- [PROBLEM TO SOLVE]: Pull out every line of the records below that contains the word "dune", matching its case exactly.

+++ RECORDED INFORMATION

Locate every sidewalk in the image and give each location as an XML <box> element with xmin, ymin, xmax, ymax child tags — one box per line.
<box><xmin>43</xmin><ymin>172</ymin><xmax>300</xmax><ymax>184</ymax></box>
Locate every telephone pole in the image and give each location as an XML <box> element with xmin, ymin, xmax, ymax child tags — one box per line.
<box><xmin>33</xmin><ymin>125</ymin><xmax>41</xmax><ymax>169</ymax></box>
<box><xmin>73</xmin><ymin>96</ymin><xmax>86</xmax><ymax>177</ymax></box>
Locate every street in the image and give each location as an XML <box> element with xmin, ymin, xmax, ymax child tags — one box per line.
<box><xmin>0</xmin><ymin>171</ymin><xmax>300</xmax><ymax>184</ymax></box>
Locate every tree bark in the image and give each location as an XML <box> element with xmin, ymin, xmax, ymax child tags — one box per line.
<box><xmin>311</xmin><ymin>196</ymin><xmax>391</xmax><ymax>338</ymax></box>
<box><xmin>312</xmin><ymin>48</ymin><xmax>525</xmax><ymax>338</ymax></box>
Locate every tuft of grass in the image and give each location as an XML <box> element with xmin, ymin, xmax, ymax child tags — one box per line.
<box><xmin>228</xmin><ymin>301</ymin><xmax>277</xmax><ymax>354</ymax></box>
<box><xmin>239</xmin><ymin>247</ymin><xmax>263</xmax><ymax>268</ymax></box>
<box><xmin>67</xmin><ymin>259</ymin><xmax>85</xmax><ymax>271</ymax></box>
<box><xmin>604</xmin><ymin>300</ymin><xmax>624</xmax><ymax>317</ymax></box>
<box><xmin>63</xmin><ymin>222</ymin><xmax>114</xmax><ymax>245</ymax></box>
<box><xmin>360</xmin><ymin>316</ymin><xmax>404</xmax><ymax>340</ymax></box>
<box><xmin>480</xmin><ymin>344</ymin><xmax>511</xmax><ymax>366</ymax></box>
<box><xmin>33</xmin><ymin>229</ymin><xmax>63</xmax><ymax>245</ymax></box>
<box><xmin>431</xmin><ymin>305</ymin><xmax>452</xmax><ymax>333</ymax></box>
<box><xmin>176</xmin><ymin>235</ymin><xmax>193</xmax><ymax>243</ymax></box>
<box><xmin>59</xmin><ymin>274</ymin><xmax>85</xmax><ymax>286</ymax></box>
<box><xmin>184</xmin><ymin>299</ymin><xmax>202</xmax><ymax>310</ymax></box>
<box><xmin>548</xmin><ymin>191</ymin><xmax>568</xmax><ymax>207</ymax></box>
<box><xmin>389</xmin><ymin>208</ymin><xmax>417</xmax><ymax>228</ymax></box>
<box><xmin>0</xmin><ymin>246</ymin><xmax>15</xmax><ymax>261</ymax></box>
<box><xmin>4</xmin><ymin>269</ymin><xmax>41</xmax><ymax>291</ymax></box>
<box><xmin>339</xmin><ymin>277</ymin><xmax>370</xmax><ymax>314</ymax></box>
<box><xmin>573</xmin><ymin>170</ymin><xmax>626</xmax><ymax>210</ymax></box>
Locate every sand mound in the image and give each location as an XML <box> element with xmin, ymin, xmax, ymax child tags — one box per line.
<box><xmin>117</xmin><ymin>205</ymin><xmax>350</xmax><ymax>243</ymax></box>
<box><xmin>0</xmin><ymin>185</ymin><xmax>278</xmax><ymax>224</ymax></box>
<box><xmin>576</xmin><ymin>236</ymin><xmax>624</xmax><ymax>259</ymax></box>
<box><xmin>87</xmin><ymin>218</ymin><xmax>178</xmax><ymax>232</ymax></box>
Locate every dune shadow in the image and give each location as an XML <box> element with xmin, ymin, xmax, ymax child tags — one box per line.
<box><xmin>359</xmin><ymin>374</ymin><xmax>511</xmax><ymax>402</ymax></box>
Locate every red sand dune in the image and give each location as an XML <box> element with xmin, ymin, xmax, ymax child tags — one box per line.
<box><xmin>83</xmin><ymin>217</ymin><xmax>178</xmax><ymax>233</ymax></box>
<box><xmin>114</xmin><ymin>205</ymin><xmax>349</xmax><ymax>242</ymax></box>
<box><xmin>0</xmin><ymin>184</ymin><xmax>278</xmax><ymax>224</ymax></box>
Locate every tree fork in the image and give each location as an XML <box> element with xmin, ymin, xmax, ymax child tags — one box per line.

++++++

- [COMPLETE RESPONSE]:
Locate every dune shadow in the image and give each location as an XML <box> element with xmin, ymin, xmax, ymax child tags — one box per line.
Locate every red sand dune in the image and give each location as an XML <box> element with xmin, ymin, xmax, ymax child tags — one box per line.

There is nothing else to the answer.